### TUGAS ANDA:
a) Sebutkan semua nama orang yang muncul dalam kutipan tentang Fazlur Rahman.
b) Salin tanpa perubahan bagian kutipan tentang Fazlur Rahman yang dimulai dengan "1. BIOGRAFI FAZLUR" dan berlanjut sampai "14 Agustus 1947.".

Saturday, December 28, 2013

Double Movement FAZLUR RAHMAN


Oleh: Muhammad Barir*


  1. BIOGRAFI FAZLUR RAHMAN1

Fazlur Rahman lahir di Hazarah di Barat laut negara Pakistan. Fazlur Rahman lahir pada hari minggu, 21 September 1919, tahun ini menarik karena bertepatan dengan tahun-tahun kebangktan kesetaraan dengan lahirnya ILO (Internationa Labour Organization). Tempat lahir Fazlur Rahman saat itu merupakan tempat yang cukup strategis bagi perkembangan Pemikiran Islam, karena pada masa-masa itu bermunculan tokoh-tokoh sentral seperti Syah Waliyullah sampai Muhammad Iqbal. Mengenai pakistan sendiri menjadi negara yang berdaulat pada 14 Agustus 1947.
Keluarga Fazlur Rahman sangat berperan penting terhadap perkembanganya. Ayahnya yang bernama Maulana Syahab merupakan seorang ulama tradisionalis, namun berbeda dengan ulama lainya yang saat itu berfikiran konservatif, Maulana Syahab menunjukan sikap terbukanya dengan mau menerima pendidikan modern yang dianggap oleh ulama sezamanya sebagai hal yang dapat meracuni moral dan keimanan.

### KUMPULAN DATA:
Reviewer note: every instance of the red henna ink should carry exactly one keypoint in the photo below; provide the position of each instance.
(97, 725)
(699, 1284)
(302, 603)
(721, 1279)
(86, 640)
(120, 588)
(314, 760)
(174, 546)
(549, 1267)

### JAWABAN TERTULIS:
a) Nama orang yang muncul dalam kutipan itu adalah Muhammad Barir, Fazlur Rahman, Syah Waliyullah, Muhammad Iqbal, dan Maulana Syahab.

b)
1. BIOGRAFI FAZLUR RAHMAN1

Fazlur Rahman lahir di Hazarah di Barat laut negara Pakistan. Fazlur Rahman lahir pada hari minggu, 21 September 1919, tahun ini menarik karena bertepatan dengan tahun-tahun kebangktan kesetaraan dengan lahirnya ILO (Internationa Labour Organization). Tempat lahir Fazlur Rahman saat itu merupakan tempat yang cukup strategis bagi perkembangan Pemikiran Islam, karena pada masa-masa itu bermunculan tokoh-tokoh sentral seperti Syah Waliyullah sampai Muhammad Iqbal. Mengenai pakistan sendiri menjadi negara yang berdaulat pada 14 Agustus 1947.